▶ [What to work on]: In the Schedule 13G filing below, which numbered rows of the cover page report 654,010 Common Shares? Give each row's number and heading.

— start of Text extract —

UNITED STATES

SECURITIES AND EXCHANGE COMMISSION
Washington, DC 20549

 

SCHEDULE 13G

 

Under the Securities Exchange Act of 1934

(Amendment No. 2)*

 
IMV INC.
(Name of Issuer)
 
Common Shares
(Title of Class of Securities)
 
44974L103
(CUSIP Number)
 
December 31, 2022
(Date of Event Which Requires Filing of this Statement)

 

Check the appropriate box to designate the rule pursuant to which this Schedule is filed:

 

  Rule 13d-1(b)
  Rule 13d-1(c)
  Rule 13d-1(d)

 

*The remainder of this cover page shall be filled out for a reporting person’s initial filing on this form with respect to the subject class of securities, and for any subsequent amendment containing information which would alter the disclosures provided in a prior cover page.

The information required on the remainder of this cover page shall not be deemed to be “filed” for the purpose of Section 18 of the Securities Exchange Act of 1934 (“Act”) or otherwise subject to the liabilities of that section of the Act but shall be subject to all other provisions of the Act (however, see the Notes).

 

 

  

 

 

CUSIP No. 44974L103 SCHEDULE 13G Page 2 of 5

 

 

1

NAME OF REPORTING PERSON

 

Fonds de solidarité des travailleurs du Québec (F.T.Q.) (hereinafter referred to as “Fonds”)

 
2

CHECK THE APPROPRIATE BOX IF A MEMBER OF A GROUP

 

N/A

(a) 

(b) 

3

SEC USE ONLY

 

 

 
4

CITIZENSHIP OR PLACE OF ORGANIZATION

 

Montreal (Quebec) Canada

 

NUMBER OF

SHARES

BENEFICIALLY OWNED

BY EACH REPORTING

PERSON

WITH

5

SOLE VOTING POWER

 

654,010 Common Shares

6

SHARED VOTING POWER

 

N/A

7

SOLE DISPOSITIVE POWER

 

654,010 Common Shares

8

SHARED DISPOSITIVE POWER

 

N/A

9

AGGREGATE AMOUNT BENEFICIALLY OWNED BY EACH REPORTING PERSON

 

654,010 Common Shares

 
10

CHECK BOX IF THE AGGREGATE AMOUNT IN ROW (9) EXCLUDES CERTAIN SHARES

 

 

11

PERCENT OF CLASS REPRESENTED BY AMOUNT IN ROW (9)

 

7.9%

 
12

TYPE OF REPORTING PERSON

 

IV

 

 

  

 

 

CUSIP No. 44974L103 SCHEDULE 13G Page 3 of 5

 

 

Item 1. (a) Name of Issuer:
     
     IMV INC.
     
  (b) Address of Issuer’s Principal Executive Offices:
     
   

130 Eileen Stubbs Avenue, suite 19

Dartmouth, Nova Scotia

CANADA, B3B 2C4

     
Item 2. (a) Names of Person Filing:
     
    Fonds de solidarité des travailleurs du Québec (F.T.Q.)

 

  (b) Address of Principal Business Office:
     
    545, Cremazie Blvd. East, suite 200
    Montreal (Quebec) CANADA
    H2M 2W4

 

  (c) Citizenship:
     
    See row 4 of cover page.

 

  (d) Title of Class of Securities:
     
    Common Shares

 

  (e) CUSIP Number:
     
    44974L103

 

Item 3.    If this statement is filed pursuant to Rules 13d-1(b) or 13d-2(b) or (c), check whether the person filing is a:
     
    N/A

 

Item 4.    Ownership.

— end of Text extract —
— start of Data lines —

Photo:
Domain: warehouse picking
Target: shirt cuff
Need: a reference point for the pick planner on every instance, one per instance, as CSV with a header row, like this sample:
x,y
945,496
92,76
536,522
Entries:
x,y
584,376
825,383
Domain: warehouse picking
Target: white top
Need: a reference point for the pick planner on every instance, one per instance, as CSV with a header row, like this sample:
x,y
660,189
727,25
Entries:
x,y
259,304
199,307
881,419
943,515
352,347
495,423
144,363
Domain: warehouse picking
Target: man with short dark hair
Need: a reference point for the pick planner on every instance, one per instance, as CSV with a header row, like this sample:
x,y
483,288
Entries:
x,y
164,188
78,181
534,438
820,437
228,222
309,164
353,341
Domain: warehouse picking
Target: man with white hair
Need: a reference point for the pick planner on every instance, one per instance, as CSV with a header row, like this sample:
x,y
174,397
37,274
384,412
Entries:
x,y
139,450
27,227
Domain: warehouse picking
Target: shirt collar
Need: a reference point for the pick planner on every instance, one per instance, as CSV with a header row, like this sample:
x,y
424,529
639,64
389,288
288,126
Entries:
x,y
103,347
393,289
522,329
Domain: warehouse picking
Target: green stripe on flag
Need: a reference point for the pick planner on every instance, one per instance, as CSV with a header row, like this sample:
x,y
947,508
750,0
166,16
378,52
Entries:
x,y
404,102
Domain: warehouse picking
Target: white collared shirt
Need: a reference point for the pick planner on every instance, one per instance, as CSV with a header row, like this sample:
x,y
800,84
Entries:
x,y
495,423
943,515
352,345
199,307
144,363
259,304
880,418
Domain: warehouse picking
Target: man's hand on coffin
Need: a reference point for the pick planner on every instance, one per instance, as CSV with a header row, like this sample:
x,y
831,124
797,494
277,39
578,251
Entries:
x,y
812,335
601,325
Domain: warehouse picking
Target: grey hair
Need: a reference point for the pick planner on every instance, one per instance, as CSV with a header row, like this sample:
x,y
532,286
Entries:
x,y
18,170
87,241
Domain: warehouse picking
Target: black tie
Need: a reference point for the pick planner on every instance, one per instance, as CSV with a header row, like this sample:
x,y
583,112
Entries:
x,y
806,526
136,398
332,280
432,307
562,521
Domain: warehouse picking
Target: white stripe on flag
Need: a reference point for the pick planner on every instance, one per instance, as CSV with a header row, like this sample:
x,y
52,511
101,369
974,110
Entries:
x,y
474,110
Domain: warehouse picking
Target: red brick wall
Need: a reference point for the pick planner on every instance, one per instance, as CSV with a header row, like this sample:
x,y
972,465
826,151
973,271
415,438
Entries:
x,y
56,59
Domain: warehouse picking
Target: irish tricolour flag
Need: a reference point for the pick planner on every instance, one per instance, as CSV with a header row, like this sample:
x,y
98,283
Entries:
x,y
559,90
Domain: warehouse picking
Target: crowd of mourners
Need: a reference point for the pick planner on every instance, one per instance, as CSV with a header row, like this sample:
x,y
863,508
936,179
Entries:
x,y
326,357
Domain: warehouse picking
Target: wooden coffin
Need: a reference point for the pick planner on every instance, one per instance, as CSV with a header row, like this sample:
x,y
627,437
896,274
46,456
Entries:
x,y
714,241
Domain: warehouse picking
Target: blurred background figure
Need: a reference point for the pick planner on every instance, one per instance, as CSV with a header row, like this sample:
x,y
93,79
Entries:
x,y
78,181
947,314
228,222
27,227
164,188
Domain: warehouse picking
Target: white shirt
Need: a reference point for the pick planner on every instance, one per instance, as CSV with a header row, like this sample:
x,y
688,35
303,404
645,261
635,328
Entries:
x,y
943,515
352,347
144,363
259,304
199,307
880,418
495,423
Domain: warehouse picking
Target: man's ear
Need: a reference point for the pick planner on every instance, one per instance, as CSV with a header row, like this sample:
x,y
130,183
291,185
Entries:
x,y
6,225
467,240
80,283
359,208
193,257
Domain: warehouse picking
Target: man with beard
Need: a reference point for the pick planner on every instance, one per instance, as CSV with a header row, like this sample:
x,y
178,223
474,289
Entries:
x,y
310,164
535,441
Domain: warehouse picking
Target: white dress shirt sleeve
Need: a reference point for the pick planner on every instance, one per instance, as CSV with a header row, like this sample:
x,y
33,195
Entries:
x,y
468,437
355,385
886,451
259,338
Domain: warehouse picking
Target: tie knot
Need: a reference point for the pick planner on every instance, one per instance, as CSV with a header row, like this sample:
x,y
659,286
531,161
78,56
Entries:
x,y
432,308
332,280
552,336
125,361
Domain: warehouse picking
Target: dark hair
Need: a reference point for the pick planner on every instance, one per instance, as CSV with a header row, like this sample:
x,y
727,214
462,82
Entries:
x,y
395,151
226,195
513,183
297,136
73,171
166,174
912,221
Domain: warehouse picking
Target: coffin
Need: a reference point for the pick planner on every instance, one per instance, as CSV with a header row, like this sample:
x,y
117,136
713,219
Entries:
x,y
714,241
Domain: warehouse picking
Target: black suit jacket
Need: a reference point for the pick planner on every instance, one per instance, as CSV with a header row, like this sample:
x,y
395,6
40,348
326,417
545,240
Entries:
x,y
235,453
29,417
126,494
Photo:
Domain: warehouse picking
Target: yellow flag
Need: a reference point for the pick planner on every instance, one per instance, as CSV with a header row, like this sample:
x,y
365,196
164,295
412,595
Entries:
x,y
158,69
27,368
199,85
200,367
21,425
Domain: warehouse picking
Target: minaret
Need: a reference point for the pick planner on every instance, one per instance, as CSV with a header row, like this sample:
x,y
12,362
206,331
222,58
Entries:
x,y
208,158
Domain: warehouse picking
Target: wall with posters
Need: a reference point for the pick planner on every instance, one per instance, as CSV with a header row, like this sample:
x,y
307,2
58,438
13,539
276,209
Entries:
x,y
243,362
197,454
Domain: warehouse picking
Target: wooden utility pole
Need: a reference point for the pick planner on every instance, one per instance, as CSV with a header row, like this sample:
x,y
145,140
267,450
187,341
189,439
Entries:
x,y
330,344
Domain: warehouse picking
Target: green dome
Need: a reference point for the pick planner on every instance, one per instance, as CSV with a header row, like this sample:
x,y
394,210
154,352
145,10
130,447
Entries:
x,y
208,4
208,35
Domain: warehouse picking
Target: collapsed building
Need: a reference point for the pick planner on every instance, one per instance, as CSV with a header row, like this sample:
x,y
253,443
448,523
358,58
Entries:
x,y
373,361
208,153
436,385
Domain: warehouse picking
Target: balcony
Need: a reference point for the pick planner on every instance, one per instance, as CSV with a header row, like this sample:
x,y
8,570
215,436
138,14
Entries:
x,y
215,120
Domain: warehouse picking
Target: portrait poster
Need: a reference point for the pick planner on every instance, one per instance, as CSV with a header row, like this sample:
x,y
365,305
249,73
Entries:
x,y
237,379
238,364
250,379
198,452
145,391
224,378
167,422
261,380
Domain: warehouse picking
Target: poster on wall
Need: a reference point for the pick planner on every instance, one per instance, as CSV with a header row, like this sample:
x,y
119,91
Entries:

— end of Data lines —

▶ [The result]:
- Row 5: SOLE VOTING POWER
- Row 7: SOLE DISPOSITIVE POWER
- Row 9: AGGREGATE AMOUNT BENEFICIALLY OWNED BY EACH REPORTING PERSON